_Short exercise:_
Repeat the entire listing exactly as written.

— BEGIN Data shown —

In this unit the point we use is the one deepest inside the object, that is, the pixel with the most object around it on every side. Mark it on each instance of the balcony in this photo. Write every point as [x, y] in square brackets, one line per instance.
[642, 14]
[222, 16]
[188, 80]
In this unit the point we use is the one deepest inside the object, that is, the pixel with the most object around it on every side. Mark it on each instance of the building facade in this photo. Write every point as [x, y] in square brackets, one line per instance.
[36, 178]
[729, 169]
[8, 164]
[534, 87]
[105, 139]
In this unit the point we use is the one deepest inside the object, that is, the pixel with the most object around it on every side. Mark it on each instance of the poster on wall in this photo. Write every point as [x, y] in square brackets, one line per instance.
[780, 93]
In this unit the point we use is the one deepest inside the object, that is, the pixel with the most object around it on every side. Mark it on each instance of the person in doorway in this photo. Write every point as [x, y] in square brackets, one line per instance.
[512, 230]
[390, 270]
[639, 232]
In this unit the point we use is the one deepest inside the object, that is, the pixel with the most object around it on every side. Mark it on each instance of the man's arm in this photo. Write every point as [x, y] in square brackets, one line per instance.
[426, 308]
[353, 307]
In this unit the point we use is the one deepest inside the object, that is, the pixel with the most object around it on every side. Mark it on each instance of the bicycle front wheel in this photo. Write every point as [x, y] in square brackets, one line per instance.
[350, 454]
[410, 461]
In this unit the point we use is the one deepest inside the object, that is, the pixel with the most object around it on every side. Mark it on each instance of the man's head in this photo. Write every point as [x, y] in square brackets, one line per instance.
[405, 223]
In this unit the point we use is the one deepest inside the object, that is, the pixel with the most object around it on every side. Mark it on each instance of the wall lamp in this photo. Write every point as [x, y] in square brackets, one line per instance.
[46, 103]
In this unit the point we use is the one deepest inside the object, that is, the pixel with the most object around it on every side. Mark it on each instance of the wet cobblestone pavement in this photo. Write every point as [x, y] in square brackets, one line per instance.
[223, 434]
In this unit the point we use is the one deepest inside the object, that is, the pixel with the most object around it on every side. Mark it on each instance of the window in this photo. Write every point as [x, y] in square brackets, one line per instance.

— END Data shown —

_Correct result:_
In this unit the point we use is the one deepest inside the object, that is, the pixel with the most object around it on every side. Mark it on each instance of the balcony in this photo. Write every point as [x, y] in square brackets, one line per instance.
[642, 14]
[222, 16]
[188, 80]
In this unit the point we use is the one deepest inside the object, that is, the pixel with the most object around it on every side. Mark it on each instance of the building facade in this photo. Write every point as [x, y] in square brackets, one line per instance.
[36, 178]
[729, 169]
[8, 164]
[534, 87]
[105, 139]
In this unit the point we use is the one deepest inside the object, that is, the pixel with the most object around it on every side. Mark it on each instance of the poster on wall in this photo. Write every point as [x, y] in square brackets, one line per instance.
[780, 93]
In this unit the point we use is the one deepest inside the object, that is, the pixel with the most object around it on every side. Mark it on each instance of the person in doorway in this photo. Write every point as [x, y] in square brackets, one line per instance.
[512, 230]
[390, 270]
[639, 232]
In this unit the point we use is the one deepest inside the object, that is, the pixel with the most object around it on every side. Mark it on each instance of the man's arm in this photo. Write every point as [x, y] in square brackets, one line per instance.
[426, 308]
[353, 307]
In this unit the point we use is the one deepest inside the object, that is, the pixel with the most object around it on every side. Mark it on each instance of the bicycle front wheel in this photo. Write every point as [x, y] in square brackets, one line per instance.
[350, 454]
[410, 461]
In this unit the point we use is the one deepest inside the object, that is, the pixel with the most object around it on every side. Mark it on each instance of the man's head in this photo. Write every point as [x, y] in square brackets, one line per instance.
[405, 223]
In this unit the point we use is the one deepest inside the object, that is, the pixel with the most object around it on every side. Mark it on each instance of the wall lamp in this photo. Write every point as [x, y] in square brackets, one line per instance.
[46, 103]
In this unit the point we use is the one deepest inside the object, that is, the pixel with the most object around it on every side. Mark it on each instance of the wet cobblestone pavement in this photo. Write every point as [x, y] in square brackets, one line per instance.
[223, 434]
In this unit the point we use is the one deepest inside the object, that is, the pixel with the most object around it on every side. Mark it on each instance of the window in this photo. Write every point as [x, y] in square brackets, one line per instance.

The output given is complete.